> _Your objective_: In the entries that follow, find the line containing "Target: guardrail"; from there, copy every line exactly through the line containing "the car, and".

** Record set follows **

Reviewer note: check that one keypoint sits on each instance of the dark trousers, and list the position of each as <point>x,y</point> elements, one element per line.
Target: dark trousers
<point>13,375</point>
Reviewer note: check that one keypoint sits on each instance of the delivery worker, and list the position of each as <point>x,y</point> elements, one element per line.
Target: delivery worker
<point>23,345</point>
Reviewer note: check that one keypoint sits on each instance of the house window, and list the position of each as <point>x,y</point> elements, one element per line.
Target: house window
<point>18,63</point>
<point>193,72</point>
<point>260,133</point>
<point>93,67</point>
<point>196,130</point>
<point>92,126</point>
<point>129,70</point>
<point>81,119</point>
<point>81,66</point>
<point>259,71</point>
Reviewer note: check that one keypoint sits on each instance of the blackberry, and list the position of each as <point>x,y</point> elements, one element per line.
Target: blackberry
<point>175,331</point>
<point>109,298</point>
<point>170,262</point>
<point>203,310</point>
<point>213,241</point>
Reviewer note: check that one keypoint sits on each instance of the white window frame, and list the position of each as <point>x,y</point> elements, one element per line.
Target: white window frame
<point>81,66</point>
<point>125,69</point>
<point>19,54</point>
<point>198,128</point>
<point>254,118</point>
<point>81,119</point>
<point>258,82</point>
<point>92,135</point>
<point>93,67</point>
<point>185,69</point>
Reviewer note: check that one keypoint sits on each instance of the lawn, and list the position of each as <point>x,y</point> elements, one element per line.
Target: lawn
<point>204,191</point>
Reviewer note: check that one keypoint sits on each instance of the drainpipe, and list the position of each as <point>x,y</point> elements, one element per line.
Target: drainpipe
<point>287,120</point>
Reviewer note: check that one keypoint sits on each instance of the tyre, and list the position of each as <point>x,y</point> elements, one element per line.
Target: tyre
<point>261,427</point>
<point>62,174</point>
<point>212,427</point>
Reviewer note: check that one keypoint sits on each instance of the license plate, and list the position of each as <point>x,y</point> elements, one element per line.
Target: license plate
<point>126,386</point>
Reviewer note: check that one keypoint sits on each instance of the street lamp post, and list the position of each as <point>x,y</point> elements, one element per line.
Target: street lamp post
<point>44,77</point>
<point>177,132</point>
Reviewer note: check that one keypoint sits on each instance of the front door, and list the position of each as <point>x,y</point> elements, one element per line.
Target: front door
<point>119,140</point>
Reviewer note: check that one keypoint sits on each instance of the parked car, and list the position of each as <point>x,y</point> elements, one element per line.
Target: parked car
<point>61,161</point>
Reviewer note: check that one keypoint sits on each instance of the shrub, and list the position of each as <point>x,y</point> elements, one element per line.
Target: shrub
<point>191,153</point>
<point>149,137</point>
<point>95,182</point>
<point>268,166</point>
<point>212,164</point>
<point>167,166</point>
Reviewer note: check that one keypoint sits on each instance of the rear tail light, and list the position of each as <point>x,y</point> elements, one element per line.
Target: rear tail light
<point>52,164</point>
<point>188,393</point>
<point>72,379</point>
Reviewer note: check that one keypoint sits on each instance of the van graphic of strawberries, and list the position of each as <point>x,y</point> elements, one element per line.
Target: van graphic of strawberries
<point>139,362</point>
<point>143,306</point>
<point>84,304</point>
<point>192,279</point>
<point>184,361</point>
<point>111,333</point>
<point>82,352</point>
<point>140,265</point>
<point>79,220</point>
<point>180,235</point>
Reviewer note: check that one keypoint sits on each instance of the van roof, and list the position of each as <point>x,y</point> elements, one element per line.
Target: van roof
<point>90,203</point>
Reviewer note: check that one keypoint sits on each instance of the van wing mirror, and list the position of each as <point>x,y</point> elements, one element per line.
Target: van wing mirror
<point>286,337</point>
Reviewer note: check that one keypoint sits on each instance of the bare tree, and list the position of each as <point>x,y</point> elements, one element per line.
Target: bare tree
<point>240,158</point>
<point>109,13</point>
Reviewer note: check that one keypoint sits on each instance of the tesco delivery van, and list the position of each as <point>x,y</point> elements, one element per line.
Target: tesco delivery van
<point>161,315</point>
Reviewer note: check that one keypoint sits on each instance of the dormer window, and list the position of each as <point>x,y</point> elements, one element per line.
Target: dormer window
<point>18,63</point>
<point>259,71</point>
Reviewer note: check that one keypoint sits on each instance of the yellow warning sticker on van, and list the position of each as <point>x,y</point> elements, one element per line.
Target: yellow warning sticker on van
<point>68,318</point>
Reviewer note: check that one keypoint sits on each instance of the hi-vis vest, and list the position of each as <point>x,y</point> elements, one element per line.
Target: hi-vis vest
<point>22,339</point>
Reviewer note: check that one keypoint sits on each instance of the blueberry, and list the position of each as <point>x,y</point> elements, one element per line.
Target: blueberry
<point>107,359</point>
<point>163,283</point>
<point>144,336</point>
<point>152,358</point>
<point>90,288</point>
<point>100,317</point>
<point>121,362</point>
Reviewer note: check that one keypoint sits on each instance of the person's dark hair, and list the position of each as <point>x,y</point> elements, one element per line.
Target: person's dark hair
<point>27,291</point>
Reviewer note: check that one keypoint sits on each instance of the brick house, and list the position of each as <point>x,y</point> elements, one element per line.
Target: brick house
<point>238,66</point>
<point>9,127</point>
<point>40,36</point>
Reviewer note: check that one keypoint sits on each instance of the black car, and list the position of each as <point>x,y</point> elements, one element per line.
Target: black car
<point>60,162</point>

** End of Record set **
** Record set follows **

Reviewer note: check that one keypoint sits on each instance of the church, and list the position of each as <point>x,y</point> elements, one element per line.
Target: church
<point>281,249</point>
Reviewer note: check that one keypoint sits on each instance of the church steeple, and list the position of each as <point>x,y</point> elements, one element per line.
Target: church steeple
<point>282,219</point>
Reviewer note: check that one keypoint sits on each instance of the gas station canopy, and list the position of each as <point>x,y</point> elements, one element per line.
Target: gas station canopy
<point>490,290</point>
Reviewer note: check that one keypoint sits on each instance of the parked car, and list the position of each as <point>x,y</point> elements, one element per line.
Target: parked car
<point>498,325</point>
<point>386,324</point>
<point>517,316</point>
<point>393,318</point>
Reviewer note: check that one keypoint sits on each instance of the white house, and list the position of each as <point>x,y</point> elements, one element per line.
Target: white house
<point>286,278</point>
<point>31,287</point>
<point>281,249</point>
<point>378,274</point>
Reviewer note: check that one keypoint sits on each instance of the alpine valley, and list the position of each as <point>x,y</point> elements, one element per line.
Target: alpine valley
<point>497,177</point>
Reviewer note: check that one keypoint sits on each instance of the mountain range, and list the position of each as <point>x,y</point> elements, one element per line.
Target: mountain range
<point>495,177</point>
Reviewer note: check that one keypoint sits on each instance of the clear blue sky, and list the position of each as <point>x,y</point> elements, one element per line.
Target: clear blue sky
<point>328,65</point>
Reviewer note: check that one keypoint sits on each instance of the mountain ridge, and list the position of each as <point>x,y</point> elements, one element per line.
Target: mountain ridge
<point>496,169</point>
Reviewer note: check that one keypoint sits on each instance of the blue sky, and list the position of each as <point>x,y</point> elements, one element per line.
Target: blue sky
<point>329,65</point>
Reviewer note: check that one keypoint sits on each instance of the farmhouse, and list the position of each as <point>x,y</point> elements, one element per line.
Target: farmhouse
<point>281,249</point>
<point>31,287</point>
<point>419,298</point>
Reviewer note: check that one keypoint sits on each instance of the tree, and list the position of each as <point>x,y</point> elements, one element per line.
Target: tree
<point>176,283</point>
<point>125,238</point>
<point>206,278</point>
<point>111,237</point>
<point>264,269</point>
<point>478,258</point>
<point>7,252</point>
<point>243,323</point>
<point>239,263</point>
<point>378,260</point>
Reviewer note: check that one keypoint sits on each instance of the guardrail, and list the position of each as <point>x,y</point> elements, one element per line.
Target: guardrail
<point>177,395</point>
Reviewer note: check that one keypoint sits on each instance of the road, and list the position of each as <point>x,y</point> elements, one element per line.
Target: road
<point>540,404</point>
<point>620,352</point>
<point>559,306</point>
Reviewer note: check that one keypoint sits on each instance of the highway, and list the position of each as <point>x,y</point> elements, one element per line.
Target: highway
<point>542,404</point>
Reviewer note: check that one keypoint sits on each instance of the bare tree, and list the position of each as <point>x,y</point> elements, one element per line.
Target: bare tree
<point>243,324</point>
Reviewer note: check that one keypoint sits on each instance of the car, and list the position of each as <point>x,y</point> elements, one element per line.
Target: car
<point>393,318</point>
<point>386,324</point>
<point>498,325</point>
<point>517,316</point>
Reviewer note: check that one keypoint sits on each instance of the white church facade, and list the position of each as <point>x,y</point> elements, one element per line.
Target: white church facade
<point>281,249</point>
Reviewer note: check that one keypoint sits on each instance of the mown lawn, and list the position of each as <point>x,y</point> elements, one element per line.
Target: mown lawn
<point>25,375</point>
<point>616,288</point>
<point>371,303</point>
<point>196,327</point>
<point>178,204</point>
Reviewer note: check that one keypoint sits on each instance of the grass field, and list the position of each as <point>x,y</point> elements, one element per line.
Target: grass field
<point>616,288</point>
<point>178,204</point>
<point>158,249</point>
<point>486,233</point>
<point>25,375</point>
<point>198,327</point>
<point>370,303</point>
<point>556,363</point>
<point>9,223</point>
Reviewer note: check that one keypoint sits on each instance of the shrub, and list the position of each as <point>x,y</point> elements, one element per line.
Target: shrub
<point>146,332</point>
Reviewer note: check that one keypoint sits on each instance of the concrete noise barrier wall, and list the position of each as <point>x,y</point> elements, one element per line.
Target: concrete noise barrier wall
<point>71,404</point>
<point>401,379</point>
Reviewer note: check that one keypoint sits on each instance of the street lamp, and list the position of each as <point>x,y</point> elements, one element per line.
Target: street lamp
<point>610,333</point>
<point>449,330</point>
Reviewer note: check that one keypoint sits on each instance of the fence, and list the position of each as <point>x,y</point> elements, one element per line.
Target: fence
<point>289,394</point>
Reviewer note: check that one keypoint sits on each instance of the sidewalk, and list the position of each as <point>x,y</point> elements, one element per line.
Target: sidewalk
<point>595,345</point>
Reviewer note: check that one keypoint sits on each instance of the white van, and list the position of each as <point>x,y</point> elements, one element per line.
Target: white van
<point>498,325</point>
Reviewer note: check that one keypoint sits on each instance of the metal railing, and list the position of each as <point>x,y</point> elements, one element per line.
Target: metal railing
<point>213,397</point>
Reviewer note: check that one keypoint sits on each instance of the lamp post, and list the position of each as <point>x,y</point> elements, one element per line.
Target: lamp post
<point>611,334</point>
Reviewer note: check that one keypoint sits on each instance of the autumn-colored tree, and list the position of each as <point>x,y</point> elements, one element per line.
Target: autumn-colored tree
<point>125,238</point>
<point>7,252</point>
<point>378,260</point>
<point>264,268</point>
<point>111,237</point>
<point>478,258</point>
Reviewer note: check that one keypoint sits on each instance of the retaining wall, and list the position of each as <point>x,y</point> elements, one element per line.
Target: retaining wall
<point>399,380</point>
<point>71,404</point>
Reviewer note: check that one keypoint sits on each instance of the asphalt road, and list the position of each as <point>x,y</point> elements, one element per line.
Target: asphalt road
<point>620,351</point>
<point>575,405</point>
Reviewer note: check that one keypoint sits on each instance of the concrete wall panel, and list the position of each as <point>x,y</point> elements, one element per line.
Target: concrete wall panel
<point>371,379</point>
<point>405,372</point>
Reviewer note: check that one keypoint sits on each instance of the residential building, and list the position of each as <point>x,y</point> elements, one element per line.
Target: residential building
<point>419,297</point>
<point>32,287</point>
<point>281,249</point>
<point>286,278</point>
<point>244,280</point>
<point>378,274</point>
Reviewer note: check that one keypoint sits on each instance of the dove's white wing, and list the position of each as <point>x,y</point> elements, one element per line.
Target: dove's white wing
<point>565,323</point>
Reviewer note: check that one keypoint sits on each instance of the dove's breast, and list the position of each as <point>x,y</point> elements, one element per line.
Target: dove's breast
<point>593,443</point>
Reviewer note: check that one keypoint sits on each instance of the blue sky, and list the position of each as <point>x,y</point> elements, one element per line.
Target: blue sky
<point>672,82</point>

** End of Record set **

> _Answer space_:
Target: guardrail
<point>177,395</point>
Reviewer note: check that one keypoint sits on each instance of the road, and list the position of each as <point>x,y</point> elements, one element per line.
Target: road
<point>540,404</point>
<point>620,352</point>
<point>559,306</point>
Reviewer note: check that one keypoint sits on each instance of the highway, and list the position of each as <point>x,y</point> elements, one element per line.
Target: highway
<point>542,404</point>
Reviewer note: check that one keypoint sits on each instance of the bare tree, and list the position of each as <point>x,y</point> elements, one element per line.
Target: bare tree
<point>243,324</point>
Reviewer note: check that one keypoint sits on each instance of the car, and list the position of each as <point>x,y</point> elements, one element per line.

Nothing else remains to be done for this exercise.